Text segment –
# New Aeropress Brew Tool & Timer



## aeropresstom (May 31, 2013)

Hey Aeropress lovers! I have been working on a project for those of us who love trying different recipes with our Aeropresses. I call this project the Aeropress Brew Helper.

http://www.wecravecoffee.com/aeropress-brew-helper/

What is it?

The Brew Helper includes a listing of Aeropress recipes with a handy brew timer. The Brew Helper is designed to be responsive, meaning it can be used on your computer, tablet, or phone and will display nicely. This means you can use the recipes in the kitchen on your iPhone or iPad.

What I need from fellow Aeropress lovers:

I need feedback and recipes!

Since creating the application I have used it each morning and think it is a nice tool to use. I want to see how you, the Aeropress fanatics find it. If you like it - I would love it if you would submit a recipe! You can submit the recipe below. See the template below and be sure to include timings so we can make a nice timer for each recipe.

Recorded data –
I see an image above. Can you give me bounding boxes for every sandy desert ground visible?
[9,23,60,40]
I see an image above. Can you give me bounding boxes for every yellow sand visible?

Directives –
• a. Decide whether each statement below agrees with the Aeropress forum post. Answer yes or no for each, and quote the deciding words of the post.
(i) The Brew Helper is meant to display well on a phone or tablet as well as on a computer.
(ii) The author has used the application only on weekends since creating it.
(iii) Anyone submitting a recipe is asked to include timings.
• b. Carry on the Aeropress forum post from the point where it stops.

The replies –
• a.
(i) Yes: "it can be used on your computer, tablet, or phone and will display nicely"
(ii) No: "Since creating the application I have used it each morning"
(iii) Yes: "be sure to include timings so we can make a nice timer for each recipe"

• b.
Recipe Title

Brewing Method (Upright, inverted, type of filter...)

Coffee (Grind, measure any needed info...)

Water (temp, pour style, pour time...)

Stir (time...)

Steep (time...)

Plunge (time, quickness, pressure...)

I know Aeropress brews that use unique techniques make a difference in taste, be sure to include all the needed info!

If I end up with a large amount of recipes I will have to have a vote to see which ones make the helper.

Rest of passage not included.